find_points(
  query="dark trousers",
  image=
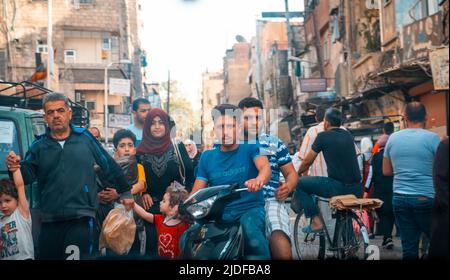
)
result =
(67, 240)
(387, 220)
(413, 215)
(439, 235)
(151, 234)
(324, 187)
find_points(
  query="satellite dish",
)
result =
(240, 39)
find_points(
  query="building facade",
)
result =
(88, 36)
(212, 90)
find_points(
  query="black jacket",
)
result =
(66, 177)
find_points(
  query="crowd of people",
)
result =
(151, 174)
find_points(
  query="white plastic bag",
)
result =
(118, 230)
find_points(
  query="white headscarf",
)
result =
(366, 147)
(194, 150)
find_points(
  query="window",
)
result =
(3, 62)
(9, 141)
(406, 11)
(39, 126)
(90, 105)
(70, 56)
(106, 44)
(42, 48)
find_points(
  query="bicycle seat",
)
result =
(323, 199)
(344, 202)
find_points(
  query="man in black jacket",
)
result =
(62, 161)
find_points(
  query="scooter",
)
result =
(211, 238)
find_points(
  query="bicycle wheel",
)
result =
(307, 246)
(351, 243)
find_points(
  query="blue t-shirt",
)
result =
(278, 155)
(411, 152)
(137, 132)
(224, 168)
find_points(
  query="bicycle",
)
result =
(347, 242)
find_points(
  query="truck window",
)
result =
(39, 126)
(9, 141)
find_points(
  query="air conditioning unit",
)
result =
(106, 44)
(70, 56)
(41, 48)
(372, 4)
(76, 4)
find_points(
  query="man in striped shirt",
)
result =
(277, 215)
(319, 167)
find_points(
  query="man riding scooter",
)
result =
(235, 163)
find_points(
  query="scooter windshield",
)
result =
(205, 193)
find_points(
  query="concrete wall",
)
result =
(236, 68)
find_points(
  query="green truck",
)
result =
(21, 120)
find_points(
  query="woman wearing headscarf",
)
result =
(382, 187)
(193, 152)
(164, 162)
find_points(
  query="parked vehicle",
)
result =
(210, 238)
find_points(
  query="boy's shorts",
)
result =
(277, 217)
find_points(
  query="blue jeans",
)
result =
(413, 215)
(324, 187)
(256, 245)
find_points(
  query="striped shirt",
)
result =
(278, 155)
(319, 167)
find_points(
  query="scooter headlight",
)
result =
(201, 209)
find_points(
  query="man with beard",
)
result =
(62, 162)
(141, 107)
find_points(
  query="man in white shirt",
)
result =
(141, 107)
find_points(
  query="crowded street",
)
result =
(268, 130)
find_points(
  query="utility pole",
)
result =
(168, 94)
(348, 45)
(49, 44)
(317, 45)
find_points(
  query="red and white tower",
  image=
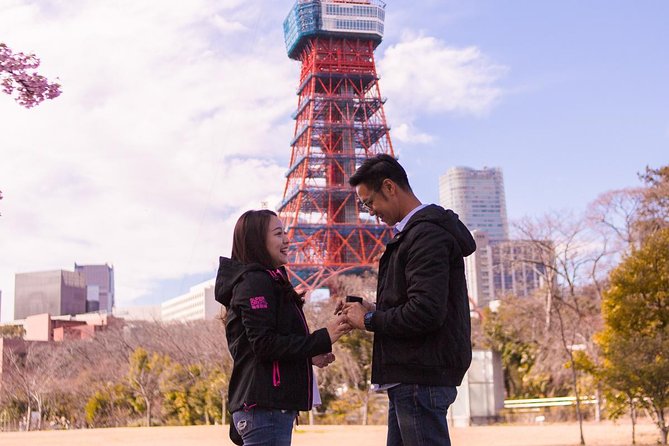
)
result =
(339, 122)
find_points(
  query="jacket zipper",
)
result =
(310, 376)
(276, 374)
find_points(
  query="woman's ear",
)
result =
(389, 186)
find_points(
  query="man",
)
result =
(420, 322)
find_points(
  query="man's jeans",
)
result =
(266, 427)
(417, 415)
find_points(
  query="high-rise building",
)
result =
(339, 122)
(477, 196)
(99, 286)
(55, 292)
(515, 267)
(197, 304)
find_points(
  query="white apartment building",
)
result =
(477, 196)
(196, 304)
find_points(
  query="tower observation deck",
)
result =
(339, 122)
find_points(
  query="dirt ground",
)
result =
(562, 434)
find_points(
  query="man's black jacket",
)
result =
(421, 327)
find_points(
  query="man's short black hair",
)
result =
(374, 170)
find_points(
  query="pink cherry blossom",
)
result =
(19, 79)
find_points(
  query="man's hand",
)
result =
(355, 314)
(337, 327)
(323, 360)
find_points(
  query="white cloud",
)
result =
(422, 75)
(173, 119)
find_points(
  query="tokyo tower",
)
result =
(339, 122)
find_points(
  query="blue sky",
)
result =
(175, 117)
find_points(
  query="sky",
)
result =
(175, 117)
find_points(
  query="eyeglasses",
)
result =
(369, 203)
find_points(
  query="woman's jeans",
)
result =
(417, 415)
(266, 427)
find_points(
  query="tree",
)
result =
(31, 376)
(635, 340)
(145, 377)
(654, 212)
(18, 77)
(571, 259)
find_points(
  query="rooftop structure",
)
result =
(339, 122)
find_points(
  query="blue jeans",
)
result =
(266, 427)
(417, 415)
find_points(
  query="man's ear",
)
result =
(389, 187)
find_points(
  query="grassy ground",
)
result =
(559, 434)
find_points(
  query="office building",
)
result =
(55, 292)
(477, 196)
(197, 304)
(99, 287)
(506, 267)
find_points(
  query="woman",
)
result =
(270, 343)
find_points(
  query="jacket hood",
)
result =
(448, 220)
(230, 272)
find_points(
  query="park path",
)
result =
(558, 434)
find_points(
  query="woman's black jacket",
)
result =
(268, 338)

**DIRECTIONS**.
Everything in the entries above must be output again exactly, except the pictures.

**SOLUTION**.
find_points(
  query="dark trousers",
  image=
)
result =
(67, 240)
(387, 220)
(413, 215)
(439, 235)
(151, 234)
(324, 187)
find_points(
  query="satellite dish",
)
result =
(240, 39)
find_points(
  query="building facade",
)
result =
(88, 36)
(212, 90)
find_points(
  query="black jacket",
)
result =
(66, 177)
find_points(
  query="crowd of people",
)
result =
(151, 174)
find_points(
  query="white plastic bag",
)
result =
(118, 230)
find_points(
  query="white headscarf",
)
result =
(366, 147)
(194, 150)
find_points(
  query="window",
)
result =
(3, 62)
(9, 141)
(406, 11)
(39, 126)
(90, 105)
(70, 56)
(106, 44)
(42, 48)
find_points(
  query="bicycle seat",
)
result =
(323, 199)
(344, 202)
find_points(
  query="man in black jacket",
)
result =
(62, 161)
find_points(
  query="scooter",
)
result =
(211, 238)
find_points(
  query="bicycle wheel",
)
result =
(307, 246)
(351, 243)
find_points(
  query="blue t-shirt",
)
result =
(278, 155)
(411, 152)
(137, 132)
(224, 168)
find_points(
  query="bicycle",
)
result =
(347, 242)
find_points(
  query="truck window",
)
result =
(39, 126)
(9, 141)
find_points(
  query="air conditioning unit",
)
result =
(106, 44)
(70, 56)
(41, 48)
(372, 4)
(76, 4)
find_points(
  query="man in striped shirt",
)
result =
(277, 215)
(319, 167)
find_points(
  query="man riding scooter",
)
result =
(235, 163)
find_points(
  query="scooter windshield",
)
result =
(205, 193)
find_points(
  query="concrete wall",
)
result =
(236, 68)
find_points(
  query="green truck",
)
result =
(21, 120)
find_points(
  query="woman wearing headscarf",
)
result =
(382, 187)
(193, 152)
(164, 162)
find_points(
  query="parked vehicle",
)
result =
(210, 238)
find_points(
  query="boy's shorts",
)
result =
(277, 217)
find_points(
  query="blue jeans",
)
result =
(413, 215)
(324, 187)
(256, 245)
find_points(
  query="striped shirt",
)
result =
(278, 155)
(319, 167)
find_points(
  query="scooter headlight",
)
result =
(201, 209)
find_points(
  query="man with beard",
)
result =
(62, 162)
(141, 107)
find_points(
  query="man in white shirt",
)
result =
(141, 107)
find_points(
  query="crowded street",
)
result =
(268, 130)
find_points(
  query="utility pole",
)
result =
(168, 94)
(348, 45)
(49, 44)
(317, 45)
find_points(
  query="red and white tower",
  image=
)
result =
(339, 122)
find_points(
  query="jacket zipper",
)
result =
(310, 376)
(276, 374)
find_points(
  query="woman's ear",
)
result =
(389, 186)
find_points(
  query="man",
)
result =
(420, 322)
find_points(
  query="man's jeans",
)
result =
(266, 427)
(417, 415)
find_points(
  query="high-rise building",
)
result =
(339, 122)
(477, 196)
(99, 286)
(55, 292)
(515, 267)
(197, 304)
find_points(
  query="white apartment building",
)
result =
(477, 196)
(196, 304)
find_points(
  query="tower observation deck",
)
result =
(339, 122)
find_points(
  query="dirt ground",
)
result =
(562, 434)
find_points(
  query="man's black jacket",
)
result =
(421, 327)
find_points(
  query="man's short black hair",
)
result =
(374, 170)
find_points(
  query="pink cherry blossom",
)
result =
(19, 79)
find_points(
  query="man's hand",
)
result =
(355, 314)
(337, 327)
(323, 360)
find_points(
  query="white cloud",
)
result =
(422, 75)
(173, 119)
find_points(
  query="tokyo tower",
)
result =
(339, 122)
find_points(
  query="blue sky",
)
result =
(175, 117)
find_points(
  query="sky",
)
result =
(175, 117)
find_points(
  query="eyeglasses",
)
result =
(369, 203)
find_points(
  query="woman's jeans",
)
result =
(417, 415)
(266, 427)
find_points(
  query="tree",
)
result =
(31, 376)
(635, 340)
(145, 377)
(654, 212)
(18, 77)
(571, 259)
find_points(
  query="rooftop structure",
)
result =
(339, 122)
find_points(
  query="blue jeans",
)
result =
(266, 427)
(417, 415)
find_points(
  query="man's ear",
)
result =
(389, 187)
find_points(
  query="grassy ground",
)
result =
(559, 434)
find_points(
  query="office building",
)
result =
(55, 292)
(477, 196)
(197, 304)
(99, 287)
(506, 267)
find_points(
  query="woman",
)
result =
(270, 343)
find_points(
  query="jacket hood",
)
result =
(448, 220)
(230, 272)
find_points(
  query="park path",
)
result =
(558, 434)
find_points(
  query="woman's black jacket",
)
result =
(268, 338)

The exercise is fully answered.